Task objective. This exercise calls for the records to be repeated in full, exactly as written.

Data shown.
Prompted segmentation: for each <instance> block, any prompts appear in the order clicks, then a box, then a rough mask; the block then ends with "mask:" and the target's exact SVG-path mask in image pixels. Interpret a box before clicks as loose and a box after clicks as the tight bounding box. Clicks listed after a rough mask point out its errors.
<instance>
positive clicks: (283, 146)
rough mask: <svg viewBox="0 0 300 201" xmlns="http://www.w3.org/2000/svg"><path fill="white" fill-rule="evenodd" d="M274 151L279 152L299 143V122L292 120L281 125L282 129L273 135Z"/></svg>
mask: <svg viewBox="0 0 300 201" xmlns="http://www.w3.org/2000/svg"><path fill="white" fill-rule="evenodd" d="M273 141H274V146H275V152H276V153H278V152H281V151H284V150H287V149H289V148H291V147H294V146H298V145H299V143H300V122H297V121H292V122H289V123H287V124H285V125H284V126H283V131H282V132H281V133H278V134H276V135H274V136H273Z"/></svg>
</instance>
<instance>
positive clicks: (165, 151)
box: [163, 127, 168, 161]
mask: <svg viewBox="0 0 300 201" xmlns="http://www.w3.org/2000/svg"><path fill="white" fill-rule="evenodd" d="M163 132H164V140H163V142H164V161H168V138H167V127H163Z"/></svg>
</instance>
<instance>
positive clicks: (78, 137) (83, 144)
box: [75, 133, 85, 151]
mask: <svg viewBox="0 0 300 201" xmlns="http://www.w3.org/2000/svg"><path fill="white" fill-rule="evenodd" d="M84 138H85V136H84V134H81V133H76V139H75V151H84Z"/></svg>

Result.
Prompted segmentation: for each <instance> block, any prompts appear in the order clicks, then a box, then a rough mask; the block then ends with "mask:" and the target's exact SVG-path mask in image pixels. Interpret a box before clicks as loose and a box after clicks as the tight bounding box. Clicks listed after a rough mask point out its errors.
<instance>
positive clicks: (283, 146)
rough mask: <svg viewBox="0 0 300 201" xmlns="http://www.w3.org/2000/svg"><path fill="white" fill-rule="evenodd" d="M274 151L279 152L299 143V122L292 120L281 125L282 129L273 135Z"/></svg>
mask: <svg viewBox="0 0 300 201" xmlns="http://www.w3.org/2000/svg"><path fill="white" fill-rule="evenodd" d="M273 141H274V146H275V152H276V153H278V152H281V151H284V150H287V149H289V148H291V147H294V146H298V145H299V143H300V122H297V121H292V122H289V123H287V124H285V125H284V126H283V131H282V132H281V133H278V134H276V135H274V136H273Z"/></svg>
</instance>
<instance>
positive clicks: (165, 151)
box: [163, 127, 168, 161]
mask: <svg viewBox="0 0 300 201" xmlns="http://www.w3.org/2000/svg"><path fill="white" fill-rule="evenodd" d="M163 132H164V140H163V142H164V161H168V138H167V127H163Z"/></svg>
</instance>
<instance>
positive clicks: (78, 137) (83, 144)
box: [75, 133, 85, 151]
mask: <svg viewBox="0 0 300 201" xmlns="http://www.w3.org/2000/svg"><path fill="white" fill-rule="evenodd" d="M84 138H85V136H84V134H81V133H76V139H75V151H84Z"/></svg>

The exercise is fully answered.